_EXTRACT_:
┌────────

Saturday, January 6, 2018

Swimming Bacteria Knit Hat


My latest science knit shows rod shaped bacteria swimming around the brim of the hat. The pattern for this hat can be found here on Ravelry or purchased directly here

These bacteria could be Escherichia coli or Bacillus subtilis or any other rod-shaped bacteria that have flagella over their body. 


Flagella behavior during tumbling and swimming
The flagella on these bacteria are peritrichous, which mean they surround the cell. The flagella are controlled by a molecular motor and the motor can either spin clockwise or counterclockwise. When all of the flagella on the cell spin counterclockwise, the flagella can propel the cell, as shown on this hat. When the flagella spin clockwise, they spread out and thus have no net force so cannot propel the cell anywhere. Instead of going in a direction, these cells “tumble” and basically somersault in the same place to change direction so when the flagella spin the other way again, they can set out in a different direction. These periods of “running and tumbling” allow the bacterium to explore its environment. During this exploration, when a bacterium is swimming toward nutrients, it can adjust the durations of running and tumbling so it is running for longer periods and tumbling less, thus biasing the movement toward the nutrients, in a process that is called “chemotaxis.” The bacteria on my hat are all swimming, although I considered making a version of the hat with tumbling cells as well. 

See the movie below for a video that I took of my favorite bacterium Bacillus subtilis. Some cells are stationary as they are stuck between an agar pad and a glass coverslip while others are in an area that is a bit wetter and they can swim around. This is best viewed fullscreen to better see the little organisms. It is a very short video, so you may have to hit replay to catch the action.


Full disclosure: this video was the result of an experiment that did not work. I didn't let the microscope slide dry enough before imaging and my bacteria were still swimming around. I made the most of the situation and filmed my swimming bacteria for this blog post (and I repeated the experiment to get the information I was looking for). Experiments often do not work or give inconclusive results - we as researchers learn to deal with failure very well and just keep plugging along and listening to the data to learn about the world around us. It is fascinating!

└────────

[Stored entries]

┌────────

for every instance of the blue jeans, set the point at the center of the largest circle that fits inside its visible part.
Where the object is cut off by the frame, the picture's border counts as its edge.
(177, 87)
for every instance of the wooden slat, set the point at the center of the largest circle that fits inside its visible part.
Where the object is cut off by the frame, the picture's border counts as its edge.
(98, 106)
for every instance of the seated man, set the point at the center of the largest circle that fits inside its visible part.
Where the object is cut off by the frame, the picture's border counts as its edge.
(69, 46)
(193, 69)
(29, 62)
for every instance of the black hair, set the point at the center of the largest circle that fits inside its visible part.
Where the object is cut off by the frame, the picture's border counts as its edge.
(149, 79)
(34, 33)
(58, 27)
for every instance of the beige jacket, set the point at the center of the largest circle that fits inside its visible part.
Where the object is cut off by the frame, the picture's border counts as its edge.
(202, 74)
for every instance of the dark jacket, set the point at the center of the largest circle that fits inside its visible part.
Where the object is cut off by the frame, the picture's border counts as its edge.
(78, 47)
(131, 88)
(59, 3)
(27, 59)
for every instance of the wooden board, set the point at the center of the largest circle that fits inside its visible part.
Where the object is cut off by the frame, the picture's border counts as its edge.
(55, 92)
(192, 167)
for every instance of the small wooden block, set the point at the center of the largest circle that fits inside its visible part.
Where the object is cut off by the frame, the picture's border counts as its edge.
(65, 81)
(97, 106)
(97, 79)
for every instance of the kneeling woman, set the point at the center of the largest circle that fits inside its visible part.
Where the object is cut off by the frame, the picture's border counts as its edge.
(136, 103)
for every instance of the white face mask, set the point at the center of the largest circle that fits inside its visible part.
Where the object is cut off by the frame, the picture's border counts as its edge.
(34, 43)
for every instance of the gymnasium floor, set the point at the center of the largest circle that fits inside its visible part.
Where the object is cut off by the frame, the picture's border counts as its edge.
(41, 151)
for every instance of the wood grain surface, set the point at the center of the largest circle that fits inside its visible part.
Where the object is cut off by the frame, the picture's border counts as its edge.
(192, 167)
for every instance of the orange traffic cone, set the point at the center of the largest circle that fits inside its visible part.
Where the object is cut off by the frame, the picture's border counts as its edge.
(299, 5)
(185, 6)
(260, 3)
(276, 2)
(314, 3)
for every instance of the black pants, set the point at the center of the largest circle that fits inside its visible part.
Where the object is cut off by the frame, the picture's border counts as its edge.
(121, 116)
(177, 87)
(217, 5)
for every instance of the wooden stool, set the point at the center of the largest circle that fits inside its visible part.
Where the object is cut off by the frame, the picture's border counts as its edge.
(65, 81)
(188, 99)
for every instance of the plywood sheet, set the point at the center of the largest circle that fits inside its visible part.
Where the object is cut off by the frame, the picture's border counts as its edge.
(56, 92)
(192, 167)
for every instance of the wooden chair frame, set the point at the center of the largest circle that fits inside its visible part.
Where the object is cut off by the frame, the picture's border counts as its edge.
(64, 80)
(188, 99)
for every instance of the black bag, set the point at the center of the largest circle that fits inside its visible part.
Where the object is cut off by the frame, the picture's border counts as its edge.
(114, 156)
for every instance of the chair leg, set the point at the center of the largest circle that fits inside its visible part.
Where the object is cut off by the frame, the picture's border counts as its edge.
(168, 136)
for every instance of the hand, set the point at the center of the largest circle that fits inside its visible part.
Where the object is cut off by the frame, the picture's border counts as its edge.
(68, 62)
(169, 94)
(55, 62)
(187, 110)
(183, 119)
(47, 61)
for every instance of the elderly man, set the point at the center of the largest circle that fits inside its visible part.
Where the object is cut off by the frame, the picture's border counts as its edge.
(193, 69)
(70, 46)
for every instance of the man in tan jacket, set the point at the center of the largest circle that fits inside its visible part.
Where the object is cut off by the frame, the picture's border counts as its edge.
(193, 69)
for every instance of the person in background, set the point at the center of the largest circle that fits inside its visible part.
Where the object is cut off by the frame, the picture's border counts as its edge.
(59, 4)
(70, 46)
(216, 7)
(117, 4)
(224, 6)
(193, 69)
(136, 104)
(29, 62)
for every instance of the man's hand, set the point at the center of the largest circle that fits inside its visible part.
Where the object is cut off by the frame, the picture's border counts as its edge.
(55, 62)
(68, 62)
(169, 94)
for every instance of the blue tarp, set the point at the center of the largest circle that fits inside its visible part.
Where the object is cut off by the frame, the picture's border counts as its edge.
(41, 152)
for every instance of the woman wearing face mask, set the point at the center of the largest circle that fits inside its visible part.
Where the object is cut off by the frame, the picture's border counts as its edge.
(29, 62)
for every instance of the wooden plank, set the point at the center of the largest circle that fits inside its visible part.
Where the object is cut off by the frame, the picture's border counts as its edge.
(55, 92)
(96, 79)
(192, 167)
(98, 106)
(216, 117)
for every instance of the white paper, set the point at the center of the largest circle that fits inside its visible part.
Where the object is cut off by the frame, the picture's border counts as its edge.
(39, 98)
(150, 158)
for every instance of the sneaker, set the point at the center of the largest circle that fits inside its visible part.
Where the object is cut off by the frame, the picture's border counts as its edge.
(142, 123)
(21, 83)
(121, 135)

└────────

_DIRECTIONS_:
1. Translate this sentence from the blog post into Spanish: "The flagella are controlled by a molecular motor and the motor can either spin clockwise or counterclockwise."
2. Copy the blog post from "See the movie" up to and including "catch the action.", renaming "agar pad" to "gel pad".
These rows are separate material and have no connection to the blog post.

_RESULTS BY TASK_:
1. Los flagelos están controlados por un motor molecular y el motor puede girar en el sentido de las agujas del reloj o en sentido contrario.

2.
See the movie below for a video that I took of my favorite bacterium Bacillus subtilis. Some cells are stationary as they are stuck between an gel pad and a glass coverslip while others are in an area that is a bit wetter and they can swim around. This is best viewed fullscreen to better see the little organisms. It is a very short video, so you may have to hit replay to catch the action.